Spruch:
Dem Revisionsrekurs wird nicht Folge gegeben.
Text
Begründung
Der Vater Emanuel B***** wurde 2001 gerichtlich zu einer monatlichen Unterhaltsleistung für die beiden Minderjährigen von je 3.150 S (228,92 EUR) verpflichtet. Die Ehe der Eltern der Minderjährigen wurde 1999 geschieden. Die Kinder sind in Pflege und Erziehung der Mutter.
Mit dem am 7. 7. 2005 beim Erstgericht eingelangten Schriftsatz beantragten die Kinder, den vom Vater zu leistenden monatlichen Unterhaltsbeitrag mit 486 EUR für Maxima ab 22. 10. 2001 und für Nina ab 12. 5. 2003 festzusetzen. Der Unterhaltspflichtige habe ein monatliches Durchschnittsnettoeinkommen von 1.600 EUR. Er könne eine Dienstwohnung mit Garten benützen. Das Wohn- und Nutzungsrecht sei mit 900 EUR zu bewerten, sodass die Bemessungsgrundlage 2.500 EUR betrage.

Aufgabenstellung a: Geben Sie den Entscheidungsauszug von „Mit dem am 7.“ bis einschließlich „2.500 EUR betrage.“ wortgetreu wieder.
Der Entscheidungsauszug und die Datensätze hängen inhaltlich nicht zusammen.

Übungsmaterial:
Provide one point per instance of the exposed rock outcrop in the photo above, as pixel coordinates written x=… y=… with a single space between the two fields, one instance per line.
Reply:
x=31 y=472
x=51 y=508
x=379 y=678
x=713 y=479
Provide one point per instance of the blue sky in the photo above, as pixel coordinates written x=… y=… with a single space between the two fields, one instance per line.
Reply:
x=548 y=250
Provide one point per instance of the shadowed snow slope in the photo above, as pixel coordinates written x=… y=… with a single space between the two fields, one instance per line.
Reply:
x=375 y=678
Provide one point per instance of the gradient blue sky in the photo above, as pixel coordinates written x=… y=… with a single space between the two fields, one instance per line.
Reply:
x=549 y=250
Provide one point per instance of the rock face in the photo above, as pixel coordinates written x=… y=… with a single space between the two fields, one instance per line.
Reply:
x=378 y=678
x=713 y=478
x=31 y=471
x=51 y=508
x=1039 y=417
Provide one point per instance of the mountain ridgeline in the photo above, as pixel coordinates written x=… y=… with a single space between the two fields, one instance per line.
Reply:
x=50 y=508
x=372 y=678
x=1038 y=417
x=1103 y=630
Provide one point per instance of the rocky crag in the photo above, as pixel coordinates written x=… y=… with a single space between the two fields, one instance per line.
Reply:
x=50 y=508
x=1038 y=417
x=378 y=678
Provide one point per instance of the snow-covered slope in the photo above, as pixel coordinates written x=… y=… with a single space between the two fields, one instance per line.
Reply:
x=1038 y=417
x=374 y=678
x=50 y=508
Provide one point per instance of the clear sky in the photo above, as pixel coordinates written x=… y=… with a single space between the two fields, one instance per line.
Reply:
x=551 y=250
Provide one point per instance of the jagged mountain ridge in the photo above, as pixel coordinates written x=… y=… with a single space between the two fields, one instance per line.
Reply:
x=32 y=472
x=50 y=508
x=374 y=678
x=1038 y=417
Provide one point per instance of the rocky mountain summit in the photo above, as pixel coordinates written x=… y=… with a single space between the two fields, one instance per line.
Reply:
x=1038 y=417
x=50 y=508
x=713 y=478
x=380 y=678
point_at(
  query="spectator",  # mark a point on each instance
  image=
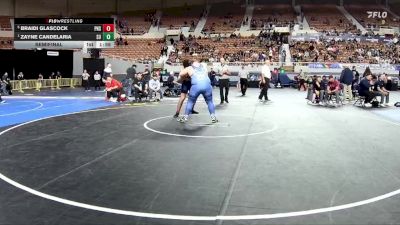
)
(97, 80)
(212, 75)
(20, 76)
(224, 82)
(141, 87)
(367, 72)
(264, 81)
(333, 88)
(113, 88)
(364, 89)
(317, 89)
(346, 79)
(302, 80)
(355, 72)
(155, 87)
(85, 80)
(107, 71)
(243, 80)
(324, 88)
(380, 90)
(6, 84)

Aufgabenstellung b: Wandeln Sie die Datensätze vom Anfang bis einschließlich der Zeile mit „x=549 y=250“ in eine Markdown-Tabelle mit den Spalten „Nummer“ und „Zeileninhalt“ um. Lassen Sie dabei Leerzeilen weg.

Lösung a:
Mit dem am 7. 7. 2005 beim Erstgericht eingelangten Schriftsatz beantragten die Kinder, den vom Vater zu leistenden monatlichen Unterhaltsbeitrag mit 486 EUR für Maxima ab 22. 10. 2001 und für Nina ab 12. 5. 2003 festzusetzen. Der Unterhaltspflichtige habe ein monatliches Durchschnittsnettoeinkommen von 1.600 EUR. Er könne eine Dienstwohnung mit Garten benützen. Das Wohn- und Nutzungsrecht sei mit 900 EUR zu bewerten, sodass die Bemessungsgrundlage 2.500 EUR betrage.

Lösung b:
| Nummer | Zeileninhalt |
|---|---|
| 1 | Provide one point per instance of the exposed rock outcrop in the photo above, as pixel coordinates written x=… y=… with a single space between the two fields, one instance per line. |
| 2 | Reply: |
| 3 | x=31 y=472 |
| 4 | x=51 y=508 |
| 5 | x=379 y=678 |
| 6 | x=713 y=479 |
| 7 | Provide one point per instance of the blue sky in the photo above, as pixel coordinates written x=… y=… with a single space between the two fields, one instance per line. |
| 8 | Reply: |
| 9 | x=548 y=250 |
| 10 | Provide one point per instance of the shadowed snow slope in the photo above, as pixel coordinates written x=… y=… with a single space between the two fields, one instance per line. |
| 11 | Reply: |
| 12 | x=375 y=678 |
| 13 | Provide one point per instance of the gradient blue sky in the photo above, as pixel coordinates written x=… y=… with a single space between the two fields, one instance per line. |
| 14 | Reply: |
| 15 | x=549 y=250 |